WORK TO BE COMPLETED
Beginning at the line that contains "the white gable", transcribe the remaining lines of the listing exactly; include the final line and omit everything before.

DATA TO USE
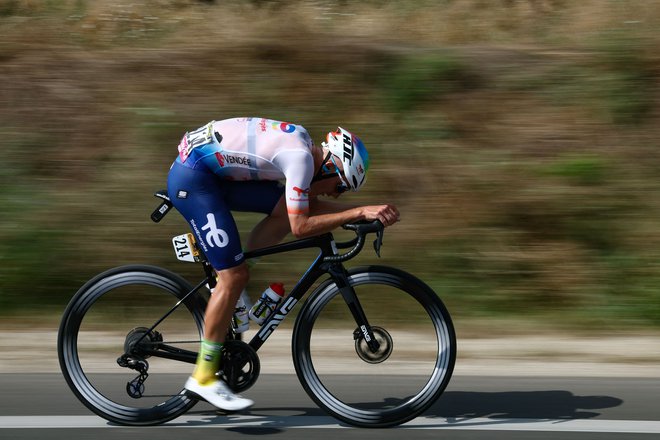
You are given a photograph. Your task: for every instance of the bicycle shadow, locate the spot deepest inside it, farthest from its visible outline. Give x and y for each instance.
(454, 408)
(549, 405)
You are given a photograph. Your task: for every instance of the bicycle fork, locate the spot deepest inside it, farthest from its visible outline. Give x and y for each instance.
(364, 329)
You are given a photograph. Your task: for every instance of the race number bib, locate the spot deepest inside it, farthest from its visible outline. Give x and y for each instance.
(193, 139)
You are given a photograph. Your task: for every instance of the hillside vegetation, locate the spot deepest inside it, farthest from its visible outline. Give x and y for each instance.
(518, 138)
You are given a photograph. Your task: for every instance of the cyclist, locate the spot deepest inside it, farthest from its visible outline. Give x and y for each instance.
(237, 164)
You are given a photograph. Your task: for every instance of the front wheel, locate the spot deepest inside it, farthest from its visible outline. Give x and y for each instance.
(110, 357)
(370, 387)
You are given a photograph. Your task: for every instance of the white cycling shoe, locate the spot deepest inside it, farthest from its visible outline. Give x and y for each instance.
(218, 394)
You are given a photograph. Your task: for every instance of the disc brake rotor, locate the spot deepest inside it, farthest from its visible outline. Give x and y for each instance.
(240, 365)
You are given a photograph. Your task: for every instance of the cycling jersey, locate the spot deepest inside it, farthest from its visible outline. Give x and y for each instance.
(254, 149)
(236, 164)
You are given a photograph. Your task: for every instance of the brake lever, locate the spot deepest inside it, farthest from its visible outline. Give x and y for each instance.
(378, 242)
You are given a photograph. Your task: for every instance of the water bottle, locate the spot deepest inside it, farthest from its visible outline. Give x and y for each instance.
(241, 319)
(267, 303)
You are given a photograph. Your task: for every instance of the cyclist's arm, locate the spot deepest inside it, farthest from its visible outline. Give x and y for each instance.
(325, 216)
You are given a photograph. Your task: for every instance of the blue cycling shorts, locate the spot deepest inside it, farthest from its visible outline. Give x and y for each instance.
(206, 201)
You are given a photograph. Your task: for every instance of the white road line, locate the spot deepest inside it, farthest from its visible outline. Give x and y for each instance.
(317, 422)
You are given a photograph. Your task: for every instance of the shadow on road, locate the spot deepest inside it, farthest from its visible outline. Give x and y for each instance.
(524, 404)
(453, 407)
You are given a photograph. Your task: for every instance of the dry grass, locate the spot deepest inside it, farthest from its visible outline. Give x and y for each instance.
(519, 138)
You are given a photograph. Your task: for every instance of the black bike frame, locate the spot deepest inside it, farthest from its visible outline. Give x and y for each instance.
(323, 264)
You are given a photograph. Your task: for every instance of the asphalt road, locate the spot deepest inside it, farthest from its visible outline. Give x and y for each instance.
(41, 406)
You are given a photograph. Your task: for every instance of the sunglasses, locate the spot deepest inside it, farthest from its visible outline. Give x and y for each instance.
(325, 172)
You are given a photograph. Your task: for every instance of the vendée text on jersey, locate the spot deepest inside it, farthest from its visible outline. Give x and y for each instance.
(228, 159)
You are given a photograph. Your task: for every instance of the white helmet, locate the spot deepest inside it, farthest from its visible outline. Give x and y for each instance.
(354, 158)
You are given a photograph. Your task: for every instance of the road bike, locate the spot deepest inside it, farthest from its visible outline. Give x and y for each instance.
(373, 346)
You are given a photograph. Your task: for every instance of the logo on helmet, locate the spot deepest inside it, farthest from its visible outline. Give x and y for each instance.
(348, 149)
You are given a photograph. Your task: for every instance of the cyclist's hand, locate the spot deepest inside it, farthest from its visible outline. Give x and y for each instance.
(387, 214)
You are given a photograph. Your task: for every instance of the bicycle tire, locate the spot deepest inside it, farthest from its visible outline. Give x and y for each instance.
(159, 282)
(385, 410)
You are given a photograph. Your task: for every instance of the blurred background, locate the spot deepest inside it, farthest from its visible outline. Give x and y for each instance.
(519, 139)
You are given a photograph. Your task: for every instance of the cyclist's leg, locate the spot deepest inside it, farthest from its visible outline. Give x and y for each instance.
(266, 197)
(201, 197)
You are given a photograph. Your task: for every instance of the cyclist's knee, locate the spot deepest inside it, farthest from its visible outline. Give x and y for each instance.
(237, 276)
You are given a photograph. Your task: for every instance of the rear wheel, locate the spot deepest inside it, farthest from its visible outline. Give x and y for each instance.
(105, 344)
(396, 382)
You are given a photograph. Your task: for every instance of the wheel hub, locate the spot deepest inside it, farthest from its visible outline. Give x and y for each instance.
(385, 346)
(140, 340)
(240, 365)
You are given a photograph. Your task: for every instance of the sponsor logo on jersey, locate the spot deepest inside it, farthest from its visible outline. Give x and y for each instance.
(215, 237)
(284, 126)
(301, 192)
(229, 159)
(302, 195)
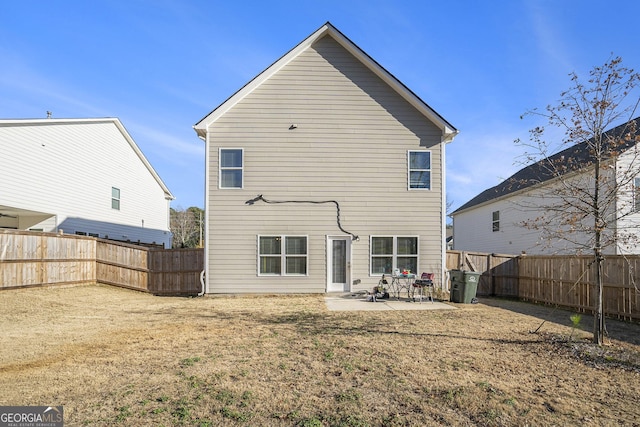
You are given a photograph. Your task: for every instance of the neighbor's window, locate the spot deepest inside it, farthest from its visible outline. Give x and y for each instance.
(495, 221)
(393, 252)
(115, 198)
(420, 169)
(636, 194)
(231, 167)
(282, 255)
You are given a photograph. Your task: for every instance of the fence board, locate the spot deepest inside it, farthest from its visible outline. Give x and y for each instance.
(37, 259)
(176, 271)
(122, 264)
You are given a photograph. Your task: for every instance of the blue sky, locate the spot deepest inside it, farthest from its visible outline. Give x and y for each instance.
(162, 65)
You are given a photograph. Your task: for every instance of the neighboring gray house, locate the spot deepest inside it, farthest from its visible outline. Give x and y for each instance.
(492, 221)
(323, 173)
(80, 176)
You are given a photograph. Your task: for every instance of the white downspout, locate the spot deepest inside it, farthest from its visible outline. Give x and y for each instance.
(205, 272)
(447, 137)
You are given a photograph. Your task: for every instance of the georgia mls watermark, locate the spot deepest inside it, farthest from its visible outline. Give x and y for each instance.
(31, 416)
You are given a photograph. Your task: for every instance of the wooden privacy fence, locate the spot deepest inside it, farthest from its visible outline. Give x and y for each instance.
(565, 281)
(37, 259)
(33, 259)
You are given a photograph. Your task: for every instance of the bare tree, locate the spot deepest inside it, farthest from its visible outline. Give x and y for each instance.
(187, 226)
(589, 200)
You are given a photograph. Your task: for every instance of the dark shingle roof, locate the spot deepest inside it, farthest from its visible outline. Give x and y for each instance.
(571, 159)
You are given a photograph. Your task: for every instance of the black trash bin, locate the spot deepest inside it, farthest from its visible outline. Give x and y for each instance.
(457, 285)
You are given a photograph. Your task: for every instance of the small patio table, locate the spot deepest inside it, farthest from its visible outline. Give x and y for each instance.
(402, 281)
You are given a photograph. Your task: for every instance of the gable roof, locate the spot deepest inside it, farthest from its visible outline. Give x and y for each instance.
(115, 121)
(572, 159)
(448, 131)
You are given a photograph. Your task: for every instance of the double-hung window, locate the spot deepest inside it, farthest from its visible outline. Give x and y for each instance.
(419, 170)
(282, 255)
(393, 252)
(115, 198)
(231, 167)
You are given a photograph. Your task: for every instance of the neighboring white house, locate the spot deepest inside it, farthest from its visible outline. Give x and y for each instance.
(323, 173)
(493, 221)
(80, 176)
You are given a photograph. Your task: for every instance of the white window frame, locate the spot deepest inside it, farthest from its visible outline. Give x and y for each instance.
(394, 261)
(283, 255)
(409, 170)
(221, 168)
(116, 199)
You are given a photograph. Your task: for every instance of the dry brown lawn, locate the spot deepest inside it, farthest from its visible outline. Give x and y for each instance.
(118, 357)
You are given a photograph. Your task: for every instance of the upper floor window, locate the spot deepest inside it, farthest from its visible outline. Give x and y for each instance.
(420, 170)
(495, 220)
(231, 167)
(282, 255)
(115, 198)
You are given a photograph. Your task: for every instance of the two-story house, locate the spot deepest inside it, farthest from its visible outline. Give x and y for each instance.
(324, 172)
(500, 219)
(80, 176)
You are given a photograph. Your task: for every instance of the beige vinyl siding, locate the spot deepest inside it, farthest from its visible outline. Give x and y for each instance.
(350, 145)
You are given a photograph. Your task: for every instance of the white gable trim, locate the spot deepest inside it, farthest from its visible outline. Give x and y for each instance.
(448, 131)
(115, 121)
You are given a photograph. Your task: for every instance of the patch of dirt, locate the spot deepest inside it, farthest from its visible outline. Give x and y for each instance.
(117, 357)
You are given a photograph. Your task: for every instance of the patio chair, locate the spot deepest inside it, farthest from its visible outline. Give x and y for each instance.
(424, 282)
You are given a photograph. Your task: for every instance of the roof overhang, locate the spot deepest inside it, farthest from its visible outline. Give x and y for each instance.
(448, 131)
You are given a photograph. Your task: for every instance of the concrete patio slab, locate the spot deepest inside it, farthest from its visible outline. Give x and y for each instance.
(358, 302)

CORRECT RESULT
You are given a photograph. Your task: for every instance of the white gable trim, locate the spot deepest inside it, farthest from its visible outline. Give x and y for each instance.
(448, 131)
(115, 121)
You are given a photograph. Your task: for every instance of the patch of dirt, locate the spot deepest inside it, farthest from its visible outline. Give x and y for each instance.
(117, 357)
You are given a photograph. Your task: for every instance of the patio chair, locate the spot deepest inside it, farthest from its visible outline. Give x and y for each instance.
(424, 282)
You are given a photograph. Your task: for every instance of the roof overhang, locate the spot deepest inside it, farthest from its visible outline. Give x and y for each instance.
(448, 131)
You are given a photograph. Your task: for every instance of the concrete patio slab, locate the spot deepest inside it, farthest from its visible outline. Give x and y for each instance.
(358, 302)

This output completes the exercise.